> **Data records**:
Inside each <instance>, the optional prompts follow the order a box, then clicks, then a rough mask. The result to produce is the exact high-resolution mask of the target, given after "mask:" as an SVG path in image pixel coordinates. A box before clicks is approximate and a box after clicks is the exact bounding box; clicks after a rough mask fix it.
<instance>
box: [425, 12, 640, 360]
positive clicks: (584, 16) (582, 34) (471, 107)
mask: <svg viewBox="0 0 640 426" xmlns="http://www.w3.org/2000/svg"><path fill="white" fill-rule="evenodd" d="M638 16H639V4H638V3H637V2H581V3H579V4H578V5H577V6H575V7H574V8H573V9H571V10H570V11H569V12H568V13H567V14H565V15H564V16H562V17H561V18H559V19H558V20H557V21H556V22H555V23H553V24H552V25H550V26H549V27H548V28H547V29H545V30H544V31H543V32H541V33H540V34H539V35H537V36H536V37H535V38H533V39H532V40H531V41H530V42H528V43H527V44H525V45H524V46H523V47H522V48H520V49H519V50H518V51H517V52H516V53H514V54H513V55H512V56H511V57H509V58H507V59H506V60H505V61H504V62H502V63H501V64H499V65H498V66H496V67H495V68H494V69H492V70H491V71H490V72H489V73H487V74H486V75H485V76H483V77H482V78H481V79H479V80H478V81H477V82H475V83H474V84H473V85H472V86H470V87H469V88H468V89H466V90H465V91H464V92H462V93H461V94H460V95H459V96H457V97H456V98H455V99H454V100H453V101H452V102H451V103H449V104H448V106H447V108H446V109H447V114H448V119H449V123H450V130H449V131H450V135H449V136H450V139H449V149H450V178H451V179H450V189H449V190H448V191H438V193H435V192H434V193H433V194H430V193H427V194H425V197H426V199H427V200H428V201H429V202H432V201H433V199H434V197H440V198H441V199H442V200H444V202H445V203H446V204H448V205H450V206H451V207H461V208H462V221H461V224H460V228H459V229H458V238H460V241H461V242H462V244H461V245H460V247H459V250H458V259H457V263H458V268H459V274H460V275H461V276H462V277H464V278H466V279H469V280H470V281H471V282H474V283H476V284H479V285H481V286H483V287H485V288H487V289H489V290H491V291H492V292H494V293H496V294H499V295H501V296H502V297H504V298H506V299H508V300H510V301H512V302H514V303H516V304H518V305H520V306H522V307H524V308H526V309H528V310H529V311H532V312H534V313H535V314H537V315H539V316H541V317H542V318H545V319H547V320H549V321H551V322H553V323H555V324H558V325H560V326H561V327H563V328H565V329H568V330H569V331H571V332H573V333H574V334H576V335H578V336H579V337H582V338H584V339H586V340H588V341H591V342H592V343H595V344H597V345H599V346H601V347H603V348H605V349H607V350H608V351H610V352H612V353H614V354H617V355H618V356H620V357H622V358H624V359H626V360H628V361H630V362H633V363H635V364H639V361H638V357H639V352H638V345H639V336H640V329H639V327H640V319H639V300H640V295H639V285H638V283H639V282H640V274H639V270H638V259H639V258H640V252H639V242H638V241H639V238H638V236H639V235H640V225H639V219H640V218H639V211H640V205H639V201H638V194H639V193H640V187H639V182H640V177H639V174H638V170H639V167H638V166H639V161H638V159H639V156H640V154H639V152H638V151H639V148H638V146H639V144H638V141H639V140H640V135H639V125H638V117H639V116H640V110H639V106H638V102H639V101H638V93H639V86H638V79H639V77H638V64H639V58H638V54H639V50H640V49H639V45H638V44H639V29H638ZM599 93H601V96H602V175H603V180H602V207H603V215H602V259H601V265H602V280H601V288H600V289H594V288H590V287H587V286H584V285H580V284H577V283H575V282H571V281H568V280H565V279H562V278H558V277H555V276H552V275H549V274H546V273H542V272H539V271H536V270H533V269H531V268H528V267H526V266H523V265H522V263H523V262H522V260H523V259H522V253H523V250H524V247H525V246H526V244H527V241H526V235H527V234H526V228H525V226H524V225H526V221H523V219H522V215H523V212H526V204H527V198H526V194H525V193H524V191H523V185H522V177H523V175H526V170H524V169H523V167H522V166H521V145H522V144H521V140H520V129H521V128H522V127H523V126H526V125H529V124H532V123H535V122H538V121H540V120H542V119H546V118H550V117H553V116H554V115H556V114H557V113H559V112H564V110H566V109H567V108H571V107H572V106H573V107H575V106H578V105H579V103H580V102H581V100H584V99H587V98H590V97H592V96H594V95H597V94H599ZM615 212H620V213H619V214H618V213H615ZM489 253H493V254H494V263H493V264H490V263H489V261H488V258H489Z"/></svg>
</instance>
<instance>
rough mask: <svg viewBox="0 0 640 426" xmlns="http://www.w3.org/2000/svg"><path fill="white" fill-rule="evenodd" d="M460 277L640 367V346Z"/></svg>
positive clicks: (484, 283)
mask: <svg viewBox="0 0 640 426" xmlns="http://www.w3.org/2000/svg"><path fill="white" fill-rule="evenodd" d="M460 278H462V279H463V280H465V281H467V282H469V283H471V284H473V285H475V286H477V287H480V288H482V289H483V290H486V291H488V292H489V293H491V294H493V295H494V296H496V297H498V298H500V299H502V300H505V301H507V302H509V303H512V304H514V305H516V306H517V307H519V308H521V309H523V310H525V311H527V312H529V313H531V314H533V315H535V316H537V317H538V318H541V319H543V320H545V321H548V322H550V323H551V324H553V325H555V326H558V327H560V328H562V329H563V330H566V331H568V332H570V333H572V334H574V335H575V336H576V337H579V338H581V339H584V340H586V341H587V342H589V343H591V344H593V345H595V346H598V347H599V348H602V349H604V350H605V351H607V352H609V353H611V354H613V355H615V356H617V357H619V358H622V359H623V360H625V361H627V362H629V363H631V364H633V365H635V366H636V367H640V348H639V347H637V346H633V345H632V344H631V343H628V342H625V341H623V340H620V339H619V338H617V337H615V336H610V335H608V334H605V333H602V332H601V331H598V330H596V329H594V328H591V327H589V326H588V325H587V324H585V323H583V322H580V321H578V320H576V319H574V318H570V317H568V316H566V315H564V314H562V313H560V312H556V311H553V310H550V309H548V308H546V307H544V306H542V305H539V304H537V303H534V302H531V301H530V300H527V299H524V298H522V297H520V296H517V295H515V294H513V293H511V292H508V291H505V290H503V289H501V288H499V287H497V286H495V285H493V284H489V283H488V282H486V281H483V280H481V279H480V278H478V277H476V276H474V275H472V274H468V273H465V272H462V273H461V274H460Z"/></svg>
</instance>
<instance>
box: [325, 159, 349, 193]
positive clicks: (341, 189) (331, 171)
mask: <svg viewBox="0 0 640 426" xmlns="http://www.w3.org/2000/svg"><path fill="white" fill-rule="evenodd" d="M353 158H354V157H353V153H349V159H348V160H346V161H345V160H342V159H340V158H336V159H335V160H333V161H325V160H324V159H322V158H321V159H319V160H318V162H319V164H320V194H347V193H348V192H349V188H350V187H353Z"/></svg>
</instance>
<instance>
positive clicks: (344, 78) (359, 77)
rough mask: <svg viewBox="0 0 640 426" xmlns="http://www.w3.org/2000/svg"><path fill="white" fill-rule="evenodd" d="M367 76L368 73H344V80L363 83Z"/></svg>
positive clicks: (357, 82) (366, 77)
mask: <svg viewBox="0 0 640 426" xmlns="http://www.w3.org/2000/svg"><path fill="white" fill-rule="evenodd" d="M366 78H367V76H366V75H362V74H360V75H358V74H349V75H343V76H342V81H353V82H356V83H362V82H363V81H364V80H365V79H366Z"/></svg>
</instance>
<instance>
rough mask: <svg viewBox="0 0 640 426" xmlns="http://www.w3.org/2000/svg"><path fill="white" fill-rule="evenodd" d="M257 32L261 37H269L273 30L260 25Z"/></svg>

> **EXERCISE REQUIREMENTS**: The full set of entries above needs to be restated word for word.

> **TASK ANSWER**:
Inside each <instance>, the optional prompts follow the order a box, then clicks, then a rough mask. The result to produce is the exact high-resolution mask of the target, given after "mask:" as an SVG path in image pixel coordinates. A box before clicks is approximate and a box after clicks is the exact bounding box; clicks after a rough mask fix it.
<instance>
box: [425, 12, 640, 360]
positive clicks: (584, 16) (582, 34) (471, 107)
mask: <svg viewBox="0 0 640 426" xmlns="http://www.w3.org/2000/svg"><path fill="white" fill-rule="evenodd" d="M638 16H639V4H638V3H637V2H581V3H579V4H578V5H577V6H575V7H574V8H573V9H571V10H570V11H569V12H568V13H567V14H565V15H564V16H562V17H561V18H559V19H558V20H557V21H556V22H555V23H553V24H552V25H550V26H549V27H548V28H547V29H545V30H544V31H543V32H541V33H540V34H539V35H537V36H536V37H535V38H533V39H532V40H531V41H530V42H528V43H527V44H525V45H524V46H523V47H522V48H520V49H519V50H518V51H517V52H516V53H514V54H513V55H512V56H511V57H509V58H507V59H506V60H505V61H504V62H502V63H501V64H499V65H498V66H496V67H495V68H494V69H492V70H491V71H490V72H489V73H487V74H486V75H485V76H483V77H482V78H481V79H479V80H478V81H477V82H475V83H474V84H473V85H472V86H470V87H469V88H468V89H466V90H465V91H464V92H462V93H461V94H460V95H459V96H457V97H456V98H455V99H454V100H453V101H452V102H451V103H449V104H448V106H447V108H446V109H447V114H448V119H449V123H450V130H449V131H450V135H449V136H450V139H449V149H450V178H451V179H450V189H449V190H448V191H438V193H435V192H434V193H433V194H430V193H427V194H425V197H426V199H427V200H428V201H429V202H432V201H433V199H434V197H440V198H441V199H442V200H444V202H445V203H446V204H448V205H450V206H451V207H461V208H462V221H461V224H460V228H459V229H458V238H460V241H461V242H462V244H461V245H460V247H459V250H458V259H457V263H458V268H459V274H460V275H461V276H462V277H464V278H466V279H469V280H470V281H471V282H474V283H476V284H479V285H481V286H483V287H485V288H487V289H489V290H491V291H492V292H494V293H496V294H499V295H501V296H502V297H504V298H506V299H508V300H510V301H512V302H514V303H516V304H518V305H520V306H522V307H524V308H526V309H528V310H529V311H532V312H534V313H535V314H537V315H539V316H541V317H542V318H545V319H547V320H549V321H551V322H553V323H555V324H558V325H560V326H561V327H563V328H565V329H568V330H569V331H571V332H573V333H574V334H576V335H578V336H579V337H582V338H584V339H586V340H588V341H591V342H592V343H595V344H597V345H599V346H601V347H603V348H605V349H607V350H608V351H610V352H612V353H614V354H617V355H618V356H620V357H622V358H624V359H626V360H628V361H630V362H633V363H635V364H639V361H638V357H639V352H638V345H639V336H640V329H639V327H640V319H639V300H640V295H639V285H638V283H639V282H640V274H639V270H638V259H639V258H640V252H639V242H638V241H639V238H638V236H639V235H640V225H639V219H640V218H639V211H640V205H639V201H638V194H639V193H640V187H639V182H640V177H639V174H638V170H639V167H638V166H639V161H638V159H639V156H640V154H639V152H638V151H639V148H638V146H639V144H638V141H639V140H640V135H639V125H638V117H639V116H640V110H639V106H638V102H639V101H638V93H639V86H638V79H639V77H638V64H639V58H638V54H639V50H640V49H639V45H638V44H639V29H638ZM599 93H601V96H602V175H603V180H602V207H603V215H602V259H601V265H602V280H601V288H600V289H594V288H590V287H587V286H584V285H580V284H577V283H575V282H571V281H568V280H565V279H562V278H558V277H555V276H552V275H549V274H546V273H542V272H539V271H536V270H533V269H531V268H528V267H526V266H523V265H522V263H523V262H522V260H523V259H522V253H523V250H524V247H525V246H526V244H527V241H526V235H527V234H526V228H525V226H524V225H526V221H523V219H522V215H523V212H526V204H527V198H526V194H525V193H524V191H523V185H522V177H523V175H526V170H524V169H523V167H522V166H521V145H522V144H521V140H520V129H521V128H522V127H523V126H526V125H529V124H532V123H535V122H538V121H540V120H542V119H546V118H550V117H553V116H554V115H556V114H557V113H559V112H564V110H566V109H567V108H571V107H572V106H573V107H575V106H578V105H579V103H580V102H581V100H584V99H587V98H590V97H592V96H594V95H597V94H599ZM615 212H620V213H619V214H618V213H615ZM489 253H493V254H494V263H493V264H490V263H489V261H488V258H489Z"/></svg>
</instance>
<instance>
rough mask: <svg viewBox="0 0 640 426" xmlns="http://www.w3.org/2000/svg"><path fill="white" fill-rule="evenodd" d="M460 277L640 367V346Z"/></svg>
positive clicks: (484, 283)
mask: <svg viewBox="0 0 640 426" xmlns="http://www.w3.org/2000/svg"><path fill="white" fill-rule="evenodd" d="M460 278H462V279H463V280H465V281H467V282H469V283H471V284H473V285H475V286H477V287H480V288H482V289H483V290H486V291H488V292H489V293H491V294H493V295H494V296H496V297H498V298H500V299H502V300H505V301H507V302H509V303H512V304H514V305H516V306H517V307H519V308H521V309H523V310H525V311H527V312H529V313H531V314H533V315H535V316H537V317H538V318H541V319H543V320H545V321H548V322H550V323H551V324H553V325H555V326H558V327H560V328H562V329H563V330H566V331H568V332H570V333H572V334H574V335H575V336H576V337H579V338H581V339H584V340H586V341H587V342H589V343H591V344H593V345H595V346H598V347H599V348H602V349H604V350H605V351H607V352H609V353H611V354H613V355H615V356H617V357H619V358H622V359H623V360H625V361H627V362H629V363H631V364H633V365H635V366H636V367H640V348H639V347H637V346H633V345H632V344H631V343H628V342H625V341H623V340H620V339H619V338H617V337H615V336H610V335H608V334H605V333H602V332H601V331H598V330H596V329H594V328H591V327H589V326H588V325H587V324H585V323H583V322H580V321H578V320H576V319H574V318H570V317H568V316H566V315H564V314H562V313H560V312H556V311H553V310H550V309H548V308H546V307H544V306H542V305H539V304H537V303H534V302H531V301H530V300H527V299H524V298H522V297H520V296H517V295H515V294H513V293H511V292H508V291H505V290H503V289H501V288H499V287H497V286H495V285H493V284H489V283H488V282H486V281H483V280H481V279H480V278H478V277H476V276H474V275H472V274H468V273H465V272H462V273H461V274H460Z"/></svg>
</instance>
<instance>
box: [325, 159, 349, 193]
positive clicks: (341, 189) (331, 171)
mask: <svg viewBox="0 0 640 426" xmlns="http://www.w3.org/2000/svg"><path fill="white" fill-rule="evenodd" d="M353 158H354V157H353V153H349V159H348V160H346V161H345V160H342V159H340V158H336V159H335V160H333V161H325V160H324V159H322V158H321V159H319V160H318V162H319V164H320V194H347V193H348V192H349V188H350V187H353Z"/></svg>
</instance>
<instance>
positive clicks: (344, 78) (359, 77)
rough mask: <svg viewBox="0 0 640 426" xmlns="http://www.w3.org/2000/svg"><path fill="white" fill-rule="evenodd" d="M367 76L368 73H344V80L363 83Z"/></svg>
positive clicks: (357, 82) (366, 77)
mask: <svg viewBox="0 0 640 426" xmlns="http://www.w3.org/2000/svg"><path fill="white" fill-rule="evenodd" d="M366 78H367V76H366V75H362V74H360V75H358V74H349V75H343V76H342V81H353V82H356V83H362V82H363V81H364V80H365V79H366Z"/></svg>
</instance>
<instance>
rough mask: <svg viewBox="0 0 640 426" xmlns="http://www.w3.org/2000/svg"><path fill="white" fill-rule="evenodd" d="M257 32L261 37H269L273 30L260 25Z"/></svg>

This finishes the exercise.